==== LISTED RECORDS

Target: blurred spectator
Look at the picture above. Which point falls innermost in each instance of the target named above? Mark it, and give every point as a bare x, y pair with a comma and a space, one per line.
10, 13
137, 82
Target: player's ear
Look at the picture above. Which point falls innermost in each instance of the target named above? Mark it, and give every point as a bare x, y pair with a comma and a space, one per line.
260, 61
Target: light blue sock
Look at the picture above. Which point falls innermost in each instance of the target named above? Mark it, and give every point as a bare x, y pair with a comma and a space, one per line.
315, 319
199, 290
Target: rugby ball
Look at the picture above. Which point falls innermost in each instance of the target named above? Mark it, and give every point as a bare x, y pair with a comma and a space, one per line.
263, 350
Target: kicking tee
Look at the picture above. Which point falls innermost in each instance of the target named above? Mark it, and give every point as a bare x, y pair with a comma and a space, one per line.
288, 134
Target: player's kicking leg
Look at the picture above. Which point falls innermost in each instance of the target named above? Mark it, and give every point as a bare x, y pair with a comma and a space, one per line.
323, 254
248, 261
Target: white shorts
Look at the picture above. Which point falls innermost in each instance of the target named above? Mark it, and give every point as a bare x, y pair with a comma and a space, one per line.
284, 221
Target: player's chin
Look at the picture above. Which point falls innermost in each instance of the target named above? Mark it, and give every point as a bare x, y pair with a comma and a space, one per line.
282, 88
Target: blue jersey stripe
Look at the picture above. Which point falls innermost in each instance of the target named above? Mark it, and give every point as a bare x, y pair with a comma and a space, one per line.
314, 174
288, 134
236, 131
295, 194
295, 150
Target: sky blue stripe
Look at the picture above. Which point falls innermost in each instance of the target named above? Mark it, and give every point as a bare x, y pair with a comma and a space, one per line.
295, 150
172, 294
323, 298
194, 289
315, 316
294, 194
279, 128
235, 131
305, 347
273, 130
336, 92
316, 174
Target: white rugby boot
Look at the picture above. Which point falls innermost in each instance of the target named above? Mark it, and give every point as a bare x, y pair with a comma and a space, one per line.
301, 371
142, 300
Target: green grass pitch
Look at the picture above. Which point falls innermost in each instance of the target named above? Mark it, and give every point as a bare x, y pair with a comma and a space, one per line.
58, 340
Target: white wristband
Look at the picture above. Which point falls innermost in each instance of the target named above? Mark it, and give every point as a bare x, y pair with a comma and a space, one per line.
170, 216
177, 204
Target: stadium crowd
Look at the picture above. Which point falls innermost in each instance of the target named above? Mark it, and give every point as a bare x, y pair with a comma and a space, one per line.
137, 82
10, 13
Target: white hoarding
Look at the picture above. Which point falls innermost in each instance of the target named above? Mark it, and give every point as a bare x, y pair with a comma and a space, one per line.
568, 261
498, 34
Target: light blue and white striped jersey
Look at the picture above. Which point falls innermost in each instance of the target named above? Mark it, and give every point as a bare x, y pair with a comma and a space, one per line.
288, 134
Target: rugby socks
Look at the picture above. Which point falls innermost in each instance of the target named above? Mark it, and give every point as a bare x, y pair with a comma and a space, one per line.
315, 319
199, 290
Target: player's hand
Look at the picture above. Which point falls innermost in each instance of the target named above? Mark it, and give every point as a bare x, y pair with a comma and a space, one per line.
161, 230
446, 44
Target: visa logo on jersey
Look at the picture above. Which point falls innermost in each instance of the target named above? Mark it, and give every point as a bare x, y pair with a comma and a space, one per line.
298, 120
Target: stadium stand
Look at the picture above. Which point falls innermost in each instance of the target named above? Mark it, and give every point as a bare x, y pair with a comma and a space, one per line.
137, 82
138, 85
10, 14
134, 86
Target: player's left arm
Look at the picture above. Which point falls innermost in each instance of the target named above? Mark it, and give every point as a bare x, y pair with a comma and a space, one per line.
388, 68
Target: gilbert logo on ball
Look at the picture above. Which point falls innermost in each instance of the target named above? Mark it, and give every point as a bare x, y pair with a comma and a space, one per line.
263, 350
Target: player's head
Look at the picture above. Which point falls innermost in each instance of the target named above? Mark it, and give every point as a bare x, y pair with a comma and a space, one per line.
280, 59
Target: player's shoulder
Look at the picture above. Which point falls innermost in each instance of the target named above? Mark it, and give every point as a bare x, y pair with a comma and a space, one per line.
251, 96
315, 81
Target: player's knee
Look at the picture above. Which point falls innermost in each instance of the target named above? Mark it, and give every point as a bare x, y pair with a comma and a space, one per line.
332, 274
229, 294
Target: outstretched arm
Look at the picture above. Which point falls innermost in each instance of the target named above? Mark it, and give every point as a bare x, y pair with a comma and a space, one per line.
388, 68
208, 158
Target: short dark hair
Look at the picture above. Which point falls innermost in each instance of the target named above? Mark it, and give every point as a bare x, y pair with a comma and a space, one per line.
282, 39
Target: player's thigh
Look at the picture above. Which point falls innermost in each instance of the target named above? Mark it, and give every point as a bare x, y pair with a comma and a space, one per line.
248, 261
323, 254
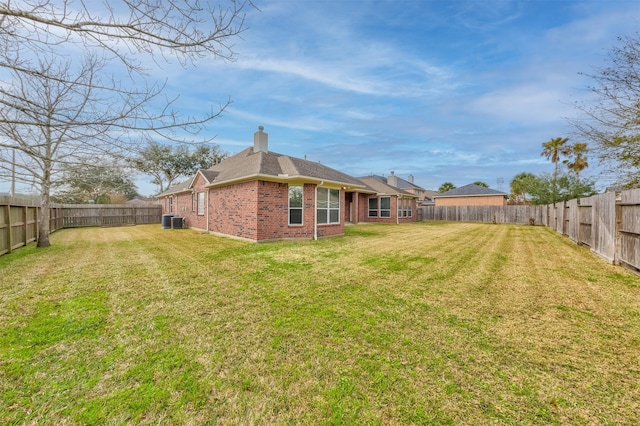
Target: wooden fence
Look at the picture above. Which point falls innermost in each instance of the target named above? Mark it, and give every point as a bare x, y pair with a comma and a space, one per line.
19, 218
609, 225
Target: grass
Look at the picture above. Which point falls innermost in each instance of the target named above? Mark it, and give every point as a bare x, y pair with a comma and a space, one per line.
426, 323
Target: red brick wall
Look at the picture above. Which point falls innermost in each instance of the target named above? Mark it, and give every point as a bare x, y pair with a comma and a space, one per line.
256, 210
363, 213
233, 210
186, 207
194, 220
259, 211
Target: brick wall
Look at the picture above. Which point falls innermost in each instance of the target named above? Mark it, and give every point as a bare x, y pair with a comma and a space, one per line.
489, 200
363, 213
256, 210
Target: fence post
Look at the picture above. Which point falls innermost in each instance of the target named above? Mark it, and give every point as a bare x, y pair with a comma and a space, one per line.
9, 239
617, 253
25, 230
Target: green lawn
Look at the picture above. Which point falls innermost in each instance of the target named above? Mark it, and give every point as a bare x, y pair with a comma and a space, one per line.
426, 323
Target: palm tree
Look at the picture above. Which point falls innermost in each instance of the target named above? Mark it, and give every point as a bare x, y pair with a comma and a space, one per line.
578, 151
553, 150
521, 185
447, 186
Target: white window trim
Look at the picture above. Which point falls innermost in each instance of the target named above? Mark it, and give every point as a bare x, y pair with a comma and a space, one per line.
328, 208
301, 208
201, 207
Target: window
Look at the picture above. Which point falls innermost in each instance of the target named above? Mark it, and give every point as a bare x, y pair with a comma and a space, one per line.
373, 207
384, 209
404, 207
295, 205
328, 208
201, 203
385, 206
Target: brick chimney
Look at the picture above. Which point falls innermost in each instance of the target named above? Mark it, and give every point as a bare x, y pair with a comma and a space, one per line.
392, 180
260, 140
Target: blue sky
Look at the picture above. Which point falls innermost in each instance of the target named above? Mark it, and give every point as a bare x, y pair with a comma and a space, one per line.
454, 91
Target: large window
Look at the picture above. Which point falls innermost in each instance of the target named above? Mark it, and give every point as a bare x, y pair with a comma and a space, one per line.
380, 207
295, 205
404, 207
328, 208
373, 207
201, 203
385, 206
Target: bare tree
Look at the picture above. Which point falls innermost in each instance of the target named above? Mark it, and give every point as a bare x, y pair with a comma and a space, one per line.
58, 107
612, 122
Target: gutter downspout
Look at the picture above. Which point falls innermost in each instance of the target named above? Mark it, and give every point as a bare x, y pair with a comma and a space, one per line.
315, 214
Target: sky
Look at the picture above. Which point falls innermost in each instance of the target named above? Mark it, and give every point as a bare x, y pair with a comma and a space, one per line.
447, 91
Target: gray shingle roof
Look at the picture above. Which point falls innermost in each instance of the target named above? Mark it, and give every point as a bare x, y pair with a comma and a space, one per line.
248, 164
471, 190
379, 184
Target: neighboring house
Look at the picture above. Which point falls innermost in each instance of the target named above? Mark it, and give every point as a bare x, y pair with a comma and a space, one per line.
424, 195
390, 205
258, 195
471, 195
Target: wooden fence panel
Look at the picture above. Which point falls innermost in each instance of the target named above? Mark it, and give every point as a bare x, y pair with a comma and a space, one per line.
525, 215
81, 215
604, 225
5, 230
19, 221
585, 225
18, 226
628, 237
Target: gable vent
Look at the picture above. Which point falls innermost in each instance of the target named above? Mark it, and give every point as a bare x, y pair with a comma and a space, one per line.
260, 140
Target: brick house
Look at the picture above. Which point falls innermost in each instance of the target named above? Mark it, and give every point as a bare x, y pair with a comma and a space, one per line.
471, 195
258, 195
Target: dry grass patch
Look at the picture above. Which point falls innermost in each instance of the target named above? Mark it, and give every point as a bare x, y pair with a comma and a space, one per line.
437, 323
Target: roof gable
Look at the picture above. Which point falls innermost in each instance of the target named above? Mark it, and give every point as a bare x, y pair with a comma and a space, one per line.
248, 164
379, 184
471, 190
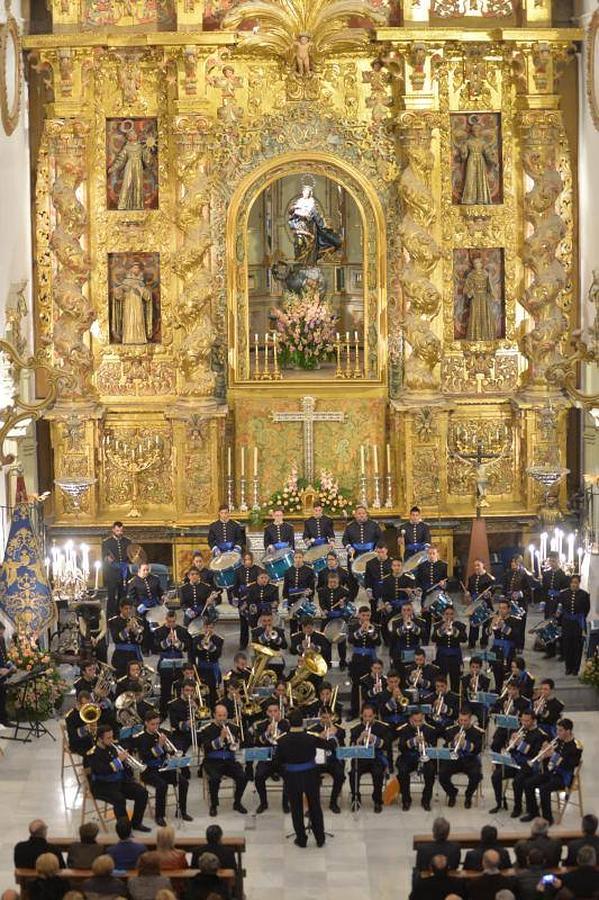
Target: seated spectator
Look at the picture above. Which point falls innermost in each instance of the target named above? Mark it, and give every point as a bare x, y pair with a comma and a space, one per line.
491, 881
488, 841
439, 846
539, 839
528, 878
26, 852
225, 855
83, 852
589, 839
207, 882
440, 884
149, 880
126, 852
48, 885
103, 883
170, 857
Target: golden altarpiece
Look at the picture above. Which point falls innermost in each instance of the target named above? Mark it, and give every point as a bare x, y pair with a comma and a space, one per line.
436, 141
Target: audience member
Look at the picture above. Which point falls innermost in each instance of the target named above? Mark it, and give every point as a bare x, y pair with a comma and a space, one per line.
207, 882
439, 846
126, 852
491, 881
589, 839
225, 855
488, 841
83, 852
170, 857
103, 884
539, 839
48, 885
148, 880
26, 852
440, 884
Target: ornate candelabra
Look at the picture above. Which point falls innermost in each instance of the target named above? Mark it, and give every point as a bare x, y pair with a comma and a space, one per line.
134, 456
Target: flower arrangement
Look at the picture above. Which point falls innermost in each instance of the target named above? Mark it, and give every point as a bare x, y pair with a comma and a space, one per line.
305, 327
44, 696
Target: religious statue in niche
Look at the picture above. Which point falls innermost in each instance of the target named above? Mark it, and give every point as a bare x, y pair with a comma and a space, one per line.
476, 159
479, 307
134, 295
132, 164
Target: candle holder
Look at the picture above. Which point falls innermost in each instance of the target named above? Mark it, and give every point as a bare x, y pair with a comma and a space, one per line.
389, 497
243, 507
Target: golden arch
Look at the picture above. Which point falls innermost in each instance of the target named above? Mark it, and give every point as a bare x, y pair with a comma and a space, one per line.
374, 263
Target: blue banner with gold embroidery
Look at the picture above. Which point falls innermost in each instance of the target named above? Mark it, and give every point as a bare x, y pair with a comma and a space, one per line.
25, 595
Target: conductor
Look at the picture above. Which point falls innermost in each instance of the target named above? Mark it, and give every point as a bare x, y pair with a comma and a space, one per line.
296, 754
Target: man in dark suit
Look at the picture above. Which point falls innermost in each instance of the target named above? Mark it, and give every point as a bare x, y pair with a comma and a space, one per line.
438, 846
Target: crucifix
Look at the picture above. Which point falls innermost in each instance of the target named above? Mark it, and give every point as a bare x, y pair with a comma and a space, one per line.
308, 416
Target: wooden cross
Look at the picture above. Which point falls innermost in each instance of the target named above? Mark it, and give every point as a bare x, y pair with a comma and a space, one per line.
308, 416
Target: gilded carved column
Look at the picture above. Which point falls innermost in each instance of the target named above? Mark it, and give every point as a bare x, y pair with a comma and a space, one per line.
422, 300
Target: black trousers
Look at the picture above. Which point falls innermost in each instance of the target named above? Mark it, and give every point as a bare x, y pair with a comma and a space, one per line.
546, 782
216, 770
376, 768
298, 784
264, 771
160, 782
117, 794
469, 765
408, 763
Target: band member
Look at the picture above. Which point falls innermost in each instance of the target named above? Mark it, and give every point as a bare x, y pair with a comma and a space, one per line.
262, 598
225, 534
334, 735
362, 535
415, 535
480, 582
473, 683
398, 589
278, 534
364, 638
296, 754
220, 739
152, 747
430, 574
127, 634
334, 601
308, 638
407, 634
116, 566
172, 642
448, 636
413, 739
547, 707
522, 745
206, 650
92, 630
559, 762
318, 529
112, 778
466, 741
369, 733
419, 676
245, 577
269, 636
377, 570
266, 734
298, 582
574, 607
444, 705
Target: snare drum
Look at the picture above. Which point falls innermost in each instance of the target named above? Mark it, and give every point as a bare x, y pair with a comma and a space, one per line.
277, 563
358, 566
317, 557
225, 568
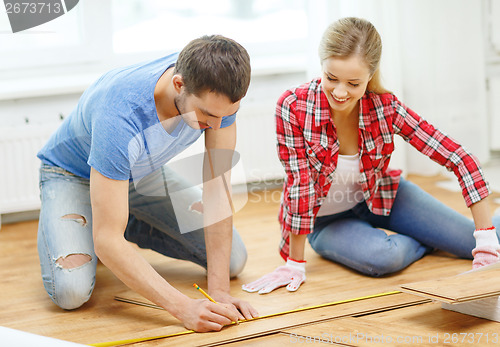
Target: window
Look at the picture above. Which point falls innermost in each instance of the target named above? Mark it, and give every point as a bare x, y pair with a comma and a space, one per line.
264, 27
76, 37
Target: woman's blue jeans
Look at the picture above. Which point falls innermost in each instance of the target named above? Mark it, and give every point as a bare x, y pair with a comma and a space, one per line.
65, 228
421, 222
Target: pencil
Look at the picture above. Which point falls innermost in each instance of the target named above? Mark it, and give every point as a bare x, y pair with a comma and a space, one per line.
204, 293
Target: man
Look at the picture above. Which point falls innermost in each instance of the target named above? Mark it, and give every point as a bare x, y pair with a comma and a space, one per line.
104, 183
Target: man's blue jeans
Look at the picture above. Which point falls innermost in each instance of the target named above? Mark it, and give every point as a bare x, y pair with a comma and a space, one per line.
422, 223
65, 228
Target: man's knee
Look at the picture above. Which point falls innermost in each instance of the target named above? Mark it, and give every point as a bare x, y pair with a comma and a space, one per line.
74, 285
238, 260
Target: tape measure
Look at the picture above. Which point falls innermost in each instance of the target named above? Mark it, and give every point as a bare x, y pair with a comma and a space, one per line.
142, 339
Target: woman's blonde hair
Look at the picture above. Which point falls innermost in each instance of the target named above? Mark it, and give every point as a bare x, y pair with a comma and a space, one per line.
355, 36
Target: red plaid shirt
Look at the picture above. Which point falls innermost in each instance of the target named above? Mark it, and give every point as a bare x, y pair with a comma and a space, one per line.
308, 149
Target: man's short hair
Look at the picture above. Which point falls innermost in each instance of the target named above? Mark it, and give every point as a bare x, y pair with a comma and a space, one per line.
215, 64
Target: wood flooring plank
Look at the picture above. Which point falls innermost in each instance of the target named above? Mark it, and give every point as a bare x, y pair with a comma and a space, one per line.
469, 286
259, 327
425, 324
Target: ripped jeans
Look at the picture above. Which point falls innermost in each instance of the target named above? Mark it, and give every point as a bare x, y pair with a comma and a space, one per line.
65, 228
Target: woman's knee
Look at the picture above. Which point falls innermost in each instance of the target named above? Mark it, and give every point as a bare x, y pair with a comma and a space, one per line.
390, 257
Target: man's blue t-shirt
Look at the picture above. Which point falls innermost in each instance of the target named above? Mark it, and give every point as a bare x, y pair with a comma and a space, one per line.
115, 128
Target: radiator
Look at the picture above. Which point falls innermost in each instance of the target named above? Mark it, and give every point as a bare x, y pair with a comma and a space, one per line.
19, 166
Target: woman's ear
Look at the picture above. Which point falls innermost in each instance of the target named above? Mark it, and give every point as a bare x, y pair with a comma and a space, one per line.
178, 83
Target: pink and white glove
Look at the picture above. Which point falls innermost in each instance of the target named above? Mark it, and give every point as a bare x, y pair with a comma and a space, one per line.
291, 275
487, 249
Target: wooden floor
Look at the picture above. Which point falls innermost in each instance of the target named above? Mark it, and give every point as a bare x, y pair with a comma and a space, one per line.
393, 319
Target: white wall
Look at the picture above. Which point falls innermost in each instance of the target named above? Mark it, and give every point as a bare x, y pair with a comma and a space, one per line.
433, 60
444, 72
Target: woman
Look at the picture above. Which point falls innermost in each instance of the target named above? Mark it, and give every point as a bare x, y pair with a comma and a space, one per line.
335, 139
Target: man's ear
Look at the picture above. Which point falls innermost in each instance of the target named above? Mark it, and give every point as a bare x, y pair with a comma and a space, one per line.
178, 83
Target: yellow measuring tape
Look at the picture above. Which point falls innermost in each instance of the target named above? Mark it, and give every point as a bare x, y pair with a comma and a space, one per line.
142, 339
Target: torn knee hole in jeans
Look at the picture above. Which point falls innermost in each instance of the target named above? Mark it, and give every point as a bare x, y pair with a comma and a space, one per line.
76, 218
196, 207
73, 261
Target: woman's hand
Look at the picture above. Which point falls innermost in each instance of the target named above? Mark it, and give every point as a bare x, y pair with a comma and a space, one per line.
292, 275
487, 249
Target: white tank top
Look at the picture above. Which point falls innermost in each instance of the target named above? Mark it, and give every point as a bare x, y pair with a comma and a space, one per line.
345, 191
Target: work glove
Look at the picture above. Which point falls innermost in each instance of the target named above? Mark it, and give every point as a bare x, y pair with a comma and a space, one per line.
291, 275
487, 249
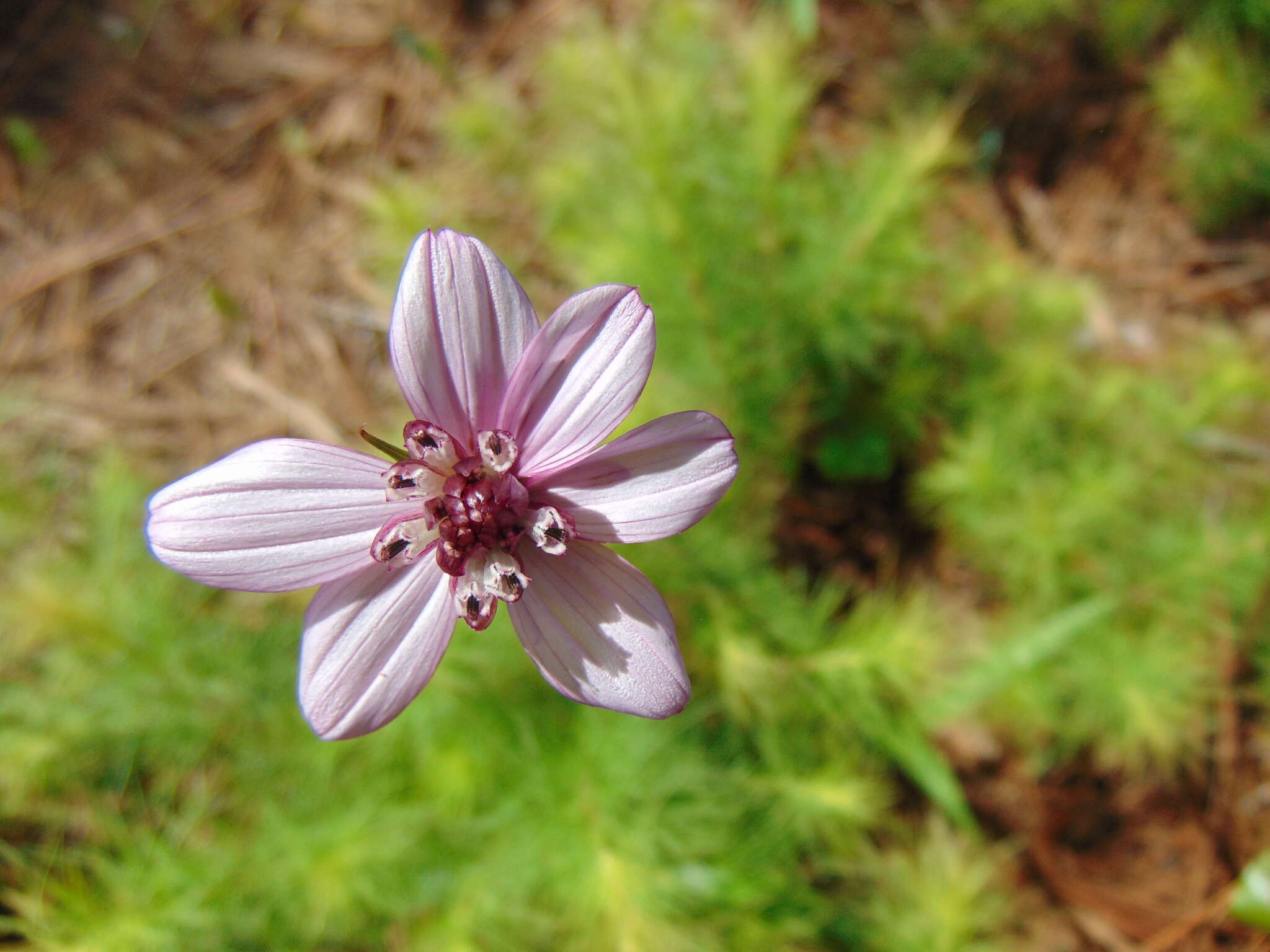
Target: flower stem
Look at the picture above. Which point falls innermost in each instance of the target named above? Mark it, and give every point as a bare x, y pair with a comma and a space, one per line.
390, 451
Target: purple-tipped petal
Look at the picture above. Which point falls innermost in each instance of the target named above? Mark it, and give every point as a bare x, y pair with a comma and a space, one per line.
579, 377
652, 483
371, 644
275, 516
600, 632
460, 324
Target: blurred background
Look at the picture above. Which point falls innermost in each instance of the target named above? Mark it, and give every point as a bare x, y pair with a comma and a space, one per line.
978, 637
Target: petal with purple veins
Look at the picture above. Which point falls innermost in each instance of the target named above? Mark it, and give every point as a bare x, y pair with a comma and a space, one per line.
579, 377
371, 644
460, 324
275, 516
600, 632
648, 484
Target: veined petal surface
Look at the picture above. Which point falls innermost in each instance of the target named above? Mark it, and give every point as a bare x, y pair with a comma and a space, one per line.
600, 632
371, 644
460, 324
648, 484
273, 516
579, 377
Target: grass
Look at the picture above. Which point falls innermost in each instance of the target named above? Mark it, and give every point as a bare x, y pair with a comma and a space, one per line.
162, 791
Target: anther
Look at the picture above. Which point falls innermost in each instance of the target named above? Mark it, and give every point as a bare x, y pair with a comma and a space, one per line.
498, 450
505, 576
403, 540
551, 530
412, 479
431, 444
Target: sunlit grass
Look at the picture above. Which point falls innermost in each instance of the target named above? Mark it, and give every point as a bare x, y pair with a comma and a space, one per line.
166, 794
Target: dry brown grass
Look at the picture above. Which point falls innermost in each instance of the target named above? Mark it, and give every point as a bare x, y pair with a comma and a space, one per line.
189, 273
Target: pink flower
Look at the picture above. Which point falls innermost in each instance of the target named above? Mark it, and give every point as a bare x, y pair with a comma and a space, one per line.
505, 494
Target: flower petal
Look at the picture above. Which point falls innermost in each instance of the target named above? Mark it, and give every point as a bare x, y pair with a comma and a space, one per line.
371, 644
460, 324
579, 377
600, 632
652, 483
275, 516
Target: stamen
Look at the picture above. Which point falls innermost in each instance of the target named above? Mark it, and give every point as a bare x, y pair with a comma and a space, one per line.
412, 479
403, 540
390, 451
432, 444
505, 576
551, 530
473, 602
498, 450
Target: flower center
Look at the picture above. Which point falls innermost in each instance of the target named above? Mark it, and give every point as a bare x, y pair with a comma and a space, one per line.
473, 512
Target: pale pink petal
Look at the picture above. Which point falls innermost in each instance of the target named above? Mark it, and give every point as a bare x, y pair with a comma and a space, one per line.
652, 483
600, 632
579, 377
273, 516
460, 324
371, 644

========

### AIM
Reproduce exactly the lines from the one with "Target: flower center" through the end of the entries above, both ends included.

### SOLUTION FOR THIS TASK
Target: flower center
Look at the picture above. Which point falls innermost in each instance of the target named above? Mark it, and give every point as a bare x, y pair with a comma and a space, one per line.
473, 512
Target: pale pink petal
Look at the picture above. Which point falls innermost in each instance of the target named above? Mark it, and give every point as a bare x, y pair with a comma and a space, one per line.
652, 483
600, 632
579, 377
273, 516
460, 324
371, 644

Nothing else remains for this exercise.